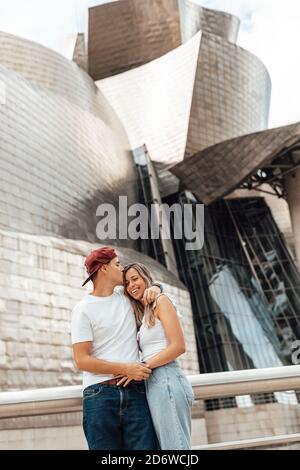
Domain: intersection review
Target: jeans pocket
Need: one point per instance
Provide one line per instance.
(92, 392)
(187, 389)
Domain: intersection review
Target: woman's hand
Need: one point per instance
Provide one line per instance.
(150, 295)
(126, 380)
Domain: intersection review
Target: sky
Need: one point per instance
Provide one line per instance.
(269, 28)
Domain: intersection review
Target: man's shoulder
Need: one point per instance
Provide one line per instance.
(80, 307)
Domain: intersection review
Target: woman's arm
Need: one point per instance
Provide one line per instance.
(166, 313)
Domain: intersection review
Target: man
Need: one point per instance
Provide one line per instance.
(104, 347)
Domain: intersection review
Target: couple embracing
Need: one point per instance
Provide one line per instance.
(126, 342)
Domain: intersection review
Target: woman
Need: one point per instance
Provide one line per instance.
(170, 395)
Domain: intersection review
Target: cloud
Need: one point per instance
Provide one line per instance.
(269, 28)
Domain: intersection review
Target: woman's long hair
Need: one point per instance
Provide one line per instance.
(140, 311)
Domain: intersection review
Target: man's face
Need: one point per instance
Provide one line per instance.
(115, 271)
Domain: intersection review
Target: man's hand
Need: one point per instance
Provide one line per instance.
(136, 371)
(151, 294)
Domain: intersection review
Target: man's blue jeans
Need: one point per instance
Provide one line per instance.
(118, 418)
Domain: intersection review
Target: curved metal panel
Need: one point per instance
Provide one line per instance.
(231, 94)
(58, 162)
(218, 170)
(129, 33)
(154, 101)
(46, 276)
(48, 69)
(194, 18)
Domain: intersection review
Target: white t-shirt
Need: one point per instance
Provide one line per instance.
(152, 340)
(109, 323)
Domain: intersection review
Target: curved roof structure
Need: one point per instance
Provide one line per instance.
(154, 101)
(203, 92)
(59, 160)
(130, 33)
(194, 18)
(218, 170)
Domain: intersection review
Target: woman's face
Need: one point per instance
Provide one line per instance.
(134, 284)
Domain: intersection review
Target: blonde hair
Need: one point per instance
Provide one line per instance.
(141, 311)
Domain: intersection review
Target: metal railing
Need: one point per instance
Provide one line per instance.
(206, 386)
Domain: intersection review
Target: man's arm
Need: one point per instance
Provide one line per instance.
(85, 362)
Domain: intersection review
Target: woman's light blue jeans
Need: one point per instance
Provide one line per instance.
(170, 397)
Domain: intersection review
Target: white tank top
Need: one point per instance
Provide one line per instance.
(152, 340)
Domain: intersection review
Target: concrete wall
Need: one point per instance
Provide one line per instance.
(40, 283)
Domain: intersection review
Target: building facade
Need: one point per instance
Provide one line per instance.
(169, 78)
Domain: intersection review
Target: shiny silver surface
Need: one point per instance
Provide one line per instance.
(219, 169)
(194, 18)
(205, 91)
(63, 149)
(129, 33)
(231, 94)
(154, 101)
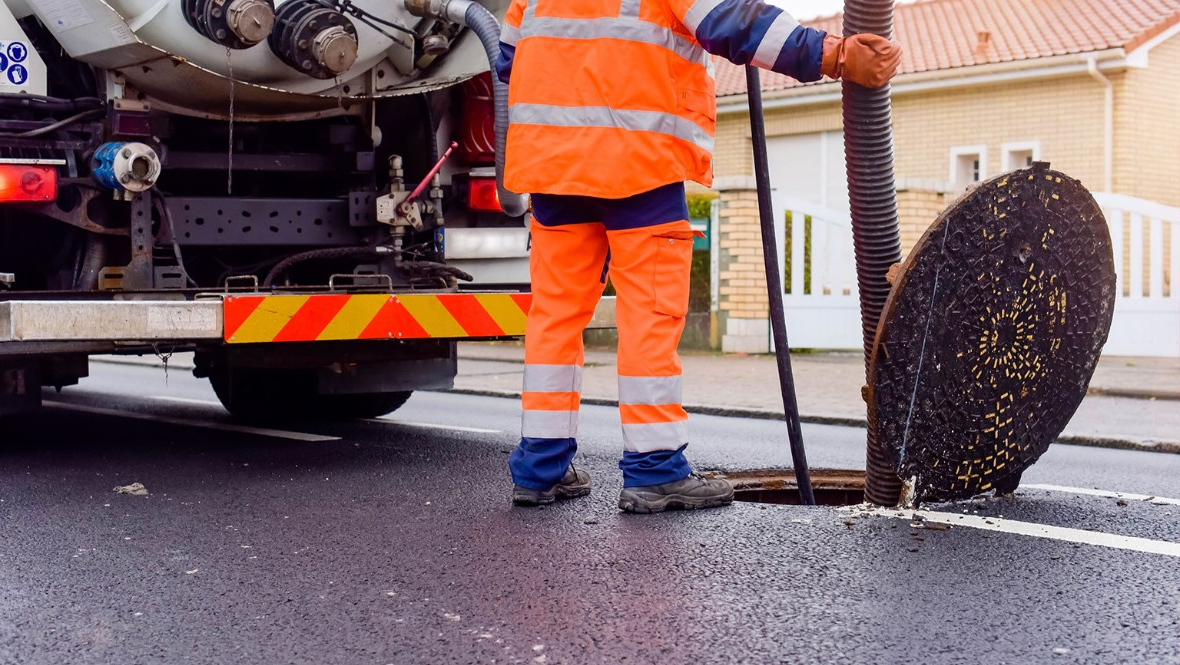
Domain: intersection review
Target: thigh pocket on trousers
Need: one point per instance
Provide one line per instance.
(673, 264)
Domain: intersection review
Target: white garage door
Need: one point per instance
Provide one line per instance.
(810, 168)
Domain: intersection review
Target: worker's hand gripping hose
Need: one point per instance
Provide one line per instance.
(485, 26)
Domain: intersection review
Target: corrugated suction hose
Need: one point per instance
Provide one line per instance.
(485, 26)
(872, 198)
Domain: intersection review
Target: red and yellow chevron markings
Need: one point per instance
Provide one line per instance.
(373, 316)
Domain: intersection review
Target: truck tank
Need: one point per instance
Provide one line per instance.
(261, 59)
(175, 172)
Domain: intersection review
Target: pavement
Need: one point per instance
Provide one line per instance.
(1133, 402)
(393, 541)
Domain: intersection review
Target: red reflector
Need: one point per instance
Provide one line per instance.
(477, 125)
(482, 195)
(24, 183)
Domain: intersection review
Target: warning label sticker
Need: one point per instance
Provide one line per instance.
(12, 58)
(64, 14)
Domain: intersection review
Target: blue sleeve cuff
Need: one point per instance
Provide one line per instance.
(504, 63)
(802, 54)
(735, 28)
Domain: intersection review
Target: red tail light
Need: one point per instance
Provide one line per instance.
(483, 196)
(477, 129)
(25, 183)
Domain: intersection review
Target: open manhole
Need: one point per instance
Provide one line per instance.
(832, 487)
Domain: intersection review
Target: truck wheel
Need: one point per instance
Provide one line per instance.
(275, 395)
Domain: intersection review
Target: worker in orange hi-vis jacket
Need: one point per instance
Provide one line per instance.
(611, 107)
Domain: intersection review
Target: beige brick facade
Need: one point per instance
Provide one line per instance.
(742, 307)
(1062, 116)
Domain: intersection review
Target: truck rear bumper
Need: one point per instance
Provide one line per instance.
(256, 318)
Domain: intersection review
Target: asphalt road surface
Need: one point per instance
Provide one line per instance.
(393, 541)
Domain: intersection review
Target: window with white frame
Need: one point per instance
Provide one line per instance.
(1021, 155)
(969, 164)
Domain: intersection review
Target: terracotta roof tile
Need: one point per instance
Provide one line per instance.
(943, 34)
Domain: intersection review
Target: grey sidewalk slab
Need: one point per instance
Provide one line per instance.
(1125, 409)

######

## WRITTEN INSTRUCTION
Count the lines in the data above that contain the word "jeans", and give only the number.

## FINAL RESULT
3